_THE REQUEST_
List every line of the entries below that contains the word "coat", copying each line in full.

_Object detection data_
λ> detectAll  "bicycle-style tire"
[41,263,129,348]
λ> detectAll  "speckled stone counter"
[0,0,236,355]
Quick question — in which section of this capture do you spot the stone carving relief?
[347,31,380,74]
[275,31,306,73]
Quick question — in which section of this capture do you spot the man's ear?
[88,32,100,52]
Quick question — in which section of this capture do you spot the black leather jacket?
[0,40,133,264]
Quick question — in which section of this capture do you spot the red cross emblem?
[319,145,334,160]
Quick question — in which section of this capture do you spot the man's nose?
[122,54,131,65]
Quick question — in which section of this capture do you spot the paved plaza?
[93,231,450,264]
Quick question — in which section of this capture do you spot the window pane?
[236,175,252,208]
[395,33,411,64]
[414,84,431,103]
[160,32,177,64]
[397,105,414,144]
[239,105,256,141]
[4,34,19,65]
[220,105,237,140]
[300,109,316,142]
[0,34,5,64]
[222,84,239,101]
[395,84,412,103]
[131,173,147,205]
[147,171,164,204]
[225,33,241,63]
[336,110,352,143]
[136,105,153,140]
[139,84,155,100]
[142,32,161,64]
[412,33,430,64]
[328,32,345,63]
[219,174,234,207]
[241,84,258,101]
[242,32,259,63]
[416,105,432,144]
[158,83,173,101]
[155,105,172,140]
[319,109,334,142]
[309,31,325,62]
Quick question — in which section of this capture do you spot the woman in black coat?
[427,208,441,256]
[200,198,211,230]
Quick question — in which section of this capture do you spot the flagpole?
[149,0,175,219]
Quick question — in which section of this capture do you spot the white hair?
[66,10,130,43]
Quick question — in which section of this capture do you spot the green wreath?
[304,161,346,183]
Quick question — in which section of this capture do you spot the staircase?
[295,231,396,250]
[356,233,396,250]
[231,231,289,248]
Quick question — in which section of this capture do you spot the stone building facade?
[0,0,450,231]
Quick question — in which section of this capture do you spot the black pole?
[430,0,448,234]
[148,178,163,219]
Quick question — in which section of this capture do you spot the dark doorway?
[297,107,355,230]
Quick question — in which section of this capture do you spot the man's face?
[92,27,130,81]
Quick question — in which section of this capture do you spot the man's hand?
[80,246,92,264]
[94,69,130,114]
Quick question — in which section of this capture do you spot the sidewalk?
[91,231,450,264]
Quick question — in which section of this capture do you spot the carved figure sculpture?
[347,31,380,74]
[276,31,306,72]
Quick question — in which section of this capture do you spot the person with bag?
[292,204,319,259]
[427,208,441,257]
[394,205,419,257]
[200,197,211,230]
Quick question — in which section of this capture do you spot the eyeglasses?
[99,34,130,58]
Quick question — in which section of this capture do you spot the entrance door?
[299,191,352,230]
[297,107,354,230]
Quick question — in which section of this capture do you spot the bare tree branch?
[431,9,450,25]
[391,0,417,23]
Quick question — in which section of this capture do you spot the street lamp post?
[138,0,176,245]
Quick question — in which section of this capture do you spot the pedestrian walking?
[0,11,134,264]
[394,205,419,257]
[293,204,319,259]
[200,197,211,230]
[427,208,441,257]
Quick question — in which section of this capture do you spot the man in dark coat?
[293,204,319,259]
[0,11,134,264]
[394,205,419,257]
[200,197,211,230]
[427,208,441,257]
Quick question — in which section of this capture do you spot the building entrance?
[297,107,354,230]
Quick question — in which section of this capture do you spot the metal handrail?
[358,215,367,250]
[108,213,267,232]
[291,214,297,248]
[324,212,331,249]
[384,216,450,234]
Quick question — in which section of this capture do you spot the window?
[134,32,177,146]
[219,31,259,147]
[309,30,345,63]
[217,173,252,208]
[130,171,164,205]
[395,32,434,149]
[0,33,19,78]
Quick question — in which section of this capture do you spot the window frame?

_WRITTEN ANSWER_
Quick question — in which section of this capture do you spot the woman in black coat?
Quick question — in which section of this capture do you spot the man in dark coat?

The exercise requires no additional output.